Directions:
**A)** Copy the part of the passage on regulating for-profit colleges starting with "It is essential" and going on through "in significant inequities.".
**B)** For each statement, answer yes or no on whether it agrees with the passage on regulating for-profit colleges, and quote the passage's deciding words: (i) trucks and passenger cars are regulated differently because they pose different safety risks; (ii) for-profit schools are less likely than nonprofit colleges to implement mid-semester closures; (iii) CECU President Altmire spoke to U.S. News.

Text excerpt:
Equal regulatory treatment, or having all higher ed institutions compete on “a level playing field,” may sound fair at first. But it makes little sense in practice to regulate all colleges and sectors of higher education identically, any more than it makes sense to regulate trucks and cars identically because both are motor vehicles. Trucks and passenger cars are regulated differently because they pose different safety risks, and because trucks are more likely to be gas guzzlers and bigger sources of pollution than lighter, more efficient cars.

The same types of distinctions apply in higher education, where for-profit schools pose heightened consumer safety risks. For-profit schools are far more likely than nonprofit colleges and universities to engage in boiler-room recruiting tactics, fraud, deceptive advertising, and job placement misrepresentations, and are much more likely to implement disastrous mid-semester closures.

It is essential that the government treat all groups of students, whatever their race, sex, religion, disability, and income, equitably. But institutions are not students, any more than corporations are people (no matter what the Supreme Court says). Just last month, CECU President Altmire told U.S. News that the Department of Education has “a moral obligation to develop policies that hold public, private nonprofit, and for-profit institutions equally accountable for their outcomes.” But it is not a lofty principle of equity that all higher ed institutions be treated identically. In fact, equal treatment of very different types of postsecondary institutions would result in significant inequities.

Record extracts:
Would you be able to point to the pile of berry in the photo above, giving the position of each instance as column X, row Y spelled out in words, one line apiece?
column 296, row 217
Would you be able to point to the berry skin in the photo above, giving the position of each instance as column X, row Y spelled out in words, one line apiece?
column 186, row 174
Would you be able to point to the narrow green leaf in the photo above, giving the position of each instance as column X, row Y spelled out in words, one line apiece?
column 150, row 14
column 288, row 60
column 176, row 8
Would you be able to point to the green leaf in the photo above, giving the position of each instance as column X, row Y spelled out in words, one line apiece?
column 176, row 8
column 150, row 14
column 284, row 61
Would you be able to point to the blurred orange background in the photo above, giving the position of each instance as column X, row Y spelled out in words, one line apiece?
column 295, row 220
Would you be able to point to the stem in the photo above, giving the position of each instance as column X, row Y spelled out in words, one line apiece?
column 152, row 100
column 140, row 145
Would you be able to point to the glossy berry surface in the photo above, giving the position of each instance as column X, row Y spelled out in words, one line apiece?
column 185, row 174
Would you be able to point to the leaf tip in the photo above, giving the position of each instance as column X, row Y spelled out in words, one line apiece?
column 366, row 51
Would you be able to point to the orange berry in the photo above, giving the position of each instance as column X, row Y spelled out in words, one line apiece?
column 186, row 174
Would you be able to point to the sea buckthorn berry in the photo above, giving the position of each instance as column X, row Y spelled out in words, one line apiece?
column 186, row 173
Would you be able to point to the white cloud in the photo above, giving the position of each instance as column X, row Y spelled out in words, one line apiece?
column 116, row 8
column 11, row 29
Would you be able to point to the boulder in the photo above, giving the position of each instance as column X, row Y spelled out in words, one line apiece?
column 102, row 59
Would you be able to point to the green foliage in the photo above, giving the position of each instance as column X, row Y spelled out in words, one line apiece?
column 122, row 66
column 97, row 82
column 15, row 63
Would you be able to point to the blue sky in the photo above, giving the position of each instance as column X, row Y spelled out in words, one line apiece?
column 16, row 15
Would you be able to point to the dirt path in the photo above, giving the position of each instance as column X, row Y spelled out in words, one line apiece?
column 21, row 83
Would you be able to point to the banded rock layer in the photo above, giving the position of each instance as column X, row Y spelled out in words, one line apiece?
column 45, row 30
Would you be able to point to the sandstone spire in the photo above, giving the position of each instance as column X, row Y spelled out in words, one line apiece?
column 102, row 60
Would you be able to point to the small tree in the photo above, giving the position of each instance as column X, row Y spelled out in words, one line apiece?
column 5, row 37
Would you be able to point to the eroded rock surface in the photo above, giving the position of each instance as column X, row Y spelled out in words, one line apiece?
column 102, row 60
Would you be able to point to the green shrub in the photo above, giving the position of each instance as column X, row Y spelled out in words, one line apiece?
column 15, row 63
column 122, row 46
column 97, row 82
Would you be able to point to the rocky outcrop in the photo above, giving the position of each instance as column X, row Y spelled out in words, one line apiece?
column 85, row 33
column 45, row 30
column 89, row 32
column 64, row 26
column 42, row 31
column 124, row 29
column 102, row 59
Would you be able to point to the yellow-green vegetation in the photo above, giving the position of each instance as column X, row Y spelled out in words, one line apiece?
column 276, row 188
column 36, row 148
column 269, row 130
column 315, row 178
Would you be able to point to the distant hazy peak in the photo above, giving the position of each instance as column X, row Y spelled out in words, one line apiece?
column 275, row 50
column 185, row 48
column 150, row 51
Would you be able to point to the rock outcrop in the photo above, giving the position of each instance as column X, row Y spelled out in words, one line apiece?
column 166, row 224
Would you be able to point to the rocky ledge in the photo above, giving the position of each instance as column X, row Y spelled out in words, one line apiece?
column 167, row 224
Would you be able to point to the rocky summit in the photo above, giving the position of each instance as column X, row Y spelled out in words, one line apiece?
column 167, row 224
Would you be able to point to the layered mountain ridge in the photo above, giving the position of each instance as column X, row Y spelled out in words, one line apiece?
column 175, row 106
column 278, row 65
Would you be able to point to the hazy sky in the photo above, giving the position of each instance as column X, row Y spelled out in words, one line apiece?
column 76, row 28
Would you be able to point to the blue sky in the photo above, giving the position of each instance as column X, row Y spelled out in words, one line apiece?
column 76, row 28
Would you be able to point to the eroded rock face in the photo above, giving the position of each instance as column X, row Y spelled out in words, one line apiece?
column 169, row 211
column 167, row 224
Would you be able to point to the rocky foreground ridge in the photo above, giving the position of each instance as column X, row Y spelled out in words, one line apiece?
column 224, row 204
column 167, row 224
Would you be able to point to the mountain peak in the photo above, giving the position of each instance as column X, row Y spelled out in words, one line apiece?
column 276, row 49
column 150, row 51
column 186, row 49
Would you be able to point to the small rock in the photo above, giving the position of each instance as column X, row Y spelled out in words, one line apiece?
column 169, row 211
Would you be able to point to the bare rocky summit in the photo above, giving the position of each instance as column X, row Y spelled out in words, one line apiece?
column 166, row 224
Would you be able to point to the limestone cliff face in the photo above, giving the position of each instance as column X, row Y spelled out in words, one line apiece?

Answers given:
**A)**
It is essential that the government treat all groups of students, whatever their race, sex, religion, disability, and income, equitably. But institutions are not students, any more than corporations are people (no matter what the Supreme Court says). Just last month, CECU President Altmire told U.S. News that the Department of Education has “a moral obligation to develop policies that hold public, private nonprofit, and for-profit institutions equally accountable for their outcomes.” But it is not a lofty principle of equity that all higher ed institutions be treated identically. In fact, equal treatment of very different types of postsecondary institutions would result in significant inequities.

**B)**
(i) Yes: "Trucks and passenger cars are regulated differently because they pose different safety risks"
(ii) No: "are much more likely to implement disastrous mid-semester closures"
(iii) Yes: "CECU President Altmire told U.S. News"